§ **QUOTED PASSAGE**:
Australian authors say they are “livid” and feel violated that their work was included in an allegedly pirated dataset of books Meta used to train its AI.
The parent company of Facebook and Instagram is being sued by authors in the United States, including Ta-Nehisi Coates and the comedian Sarah Silverman, for copyright infringement.
In court filings in January it was alleged chief executive Mark Zuckerberg approved the use of the LibGen dataset – an online archive of books – to train the company’s artificial intelligence models despite warnings from his AI executive team that it is a dataset “we know to be pirated”.
The Atlantic has published a searchable database where authors can type in their name to see what of their work is included in LibGen dataset.
It includes books published by many Australian authors, including some by former prime ministers Malcolm Turnbull, Kevin Rudd, Julia Gillard and John Howard.
Holden Sheppard, the author of Invisible Boys, a hit young adult novel that has been adapted into a series on Stan, said two of his books and two short stories were included.
He said he was “fucking livid” to learn they could have been used to train Meta’s AI.
“I am furious to learn my books have been again pirated and used without my consent to train a generative AI system which is not only unethical and illegal in its current form, but something I am vehemently opposed to,” he said.
“No consent has been obtained from any of the thousands of authors who have had our work taken, and not a single cent has been paid to any of us,” he said.
“Given Meta is worth literally billions, they are absolutely in a financial position to compensate authors fairly. More importantly, they are not above the law and are required to obtain consent.”
He said the government needed to act on it now.
“We need AI-specific legislation introduced in Australia that requires generative AI developers or deployers to put in a range of measures to comply with existing copyright legislation.”
Journalist and author Tracey Spicer said two of her books – The Good Girl Stripped Bare and Man-Made – are included. The latter deals with the rise of artificial intelligence.
She said she felt violated when she realised her works were in the data set.
“It was a gut-punch. Authors don’t make a lot of money, especially in a small market like Australia,” she said.

§ **DATA UNDER STUDY**:
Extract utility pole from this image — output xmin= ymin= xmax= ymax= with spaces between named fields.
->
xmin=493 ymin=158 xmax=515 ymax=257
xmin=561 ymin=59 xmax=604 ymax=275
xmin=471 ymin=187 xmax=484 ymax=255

§ **APPLY WHAT YOU READ**:
**A)** Answer these questions about the article on Meta's AI training, one per line, marked (i), (ii), and (iii) to match.
(i) Which dataset did Mark Zuckerberg allegedly approve for training the company's AI models?
(ii) How many of Holden Sheppard's books and how many of his short stories were included?
(iii) Which of Tracey Spicer's books deals with the rise of artificial intelligence?
**B)** Print the part of the article on Meta's AI training starting with "The parent company" and going on through "and John Howard.".
**C)** Pick up the article on Meta's AI training after its last sentence and continue it.

§ **ANSWERS GIVEN**:
**A)**
(i) The LibGen dataset
(ii) Two books and two short stories
(iii) Man-Made

**B)**
The parent company of Facebook and Instagram is being sued by authors in the United States, including Ta-Nehisi Coates and the comedian Sarah Silverman, for copyright infringement.
In court filings in January it was alleged chief executive Mark Zuckerberg approved the use of the LibGen dataset – an online archive of books – to train the company’s artificial intelligence models despite warnings from his AI executive team that it is a dataset “we know to be pirated”.
The Atlantic has published a searchable database where authors can type in their name to see what of their work is included in LibGen dataset.
It includes books published by many Australian authors, including some by former prime ministers Malcolm Turnbull, Kevin Rudd, Julia Gillard and John Howard.

**C)**
“This is peak technocapitalism.”
She said there should be a class action in Australia, and urged authors to contact their local federal MPs.
“It’s a bit rich for big tech to cry poor. These companies can afford to pay for content, or they can create synthetic datasets.”
Alexandra Heller-Nicholas, an award-winning film critic and author of ten books on cult movies including 1000 Women in Horror and Cinema Coven, found eight of her books, as well as books she co-edited, included.
“It is no understatement that this is my lifetime’s work. I’m upset, angry, but mostly exhausted,” she said.
Heller-Nicholas also called for the federal government to act.
The Australian Society of Authors has put a call out – on Facebook – for authors to get in contact to advocate on their behalf against the use of their works.
The society’s chair, Sophie Cunningham, said she had been in contact with dozens of authors who had their works included, and said there was generally an ill feeling about how it had been done.
“Massive corporations are profiting and reducing writers to serfs,” she said. “Most writers are lucky to get $18,000 per year … and they’re not even having the right to be involved in which work [is used].”
Cunningham said Meta was treating writers with contempt.
Meta declined to comment, citing the ongoing litigation. The company has reportedly lobbied the Trump administration to declare, via executive order, that training AI on copyrighted data is fair use.
Earlier this month, Melbourne publisher Black Inc Books caused concern among writers, literary agents and the industry’s peak body when it asked its authors to consent to their work being used to train artificial intelligence.
Some AI companies have begun entering into agreements with publishers for the use of their work, including OpenAI, which signed a deal with the Guardian in February for use of Guardian content in ChatGPT.